**What is needed**
Each line below should be written out again without any change.

───── Provided data ─────

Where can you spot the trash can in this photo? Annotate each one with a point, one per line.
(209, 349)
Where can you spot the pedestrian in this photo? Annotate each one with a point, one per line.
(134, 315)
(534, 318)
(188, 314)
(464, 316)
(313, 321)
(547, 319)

─────

**Output below**
Where can you spot the trash can in this photo? Annotate each one with a point, one per line.
(209, 349)
Where can you spot the pedestrian in this photo? Annotate each one with a point, one per line.
(134, 315)
(534, 318)
(188, 314)
(464, 316)
(313, 321)
(547, 319)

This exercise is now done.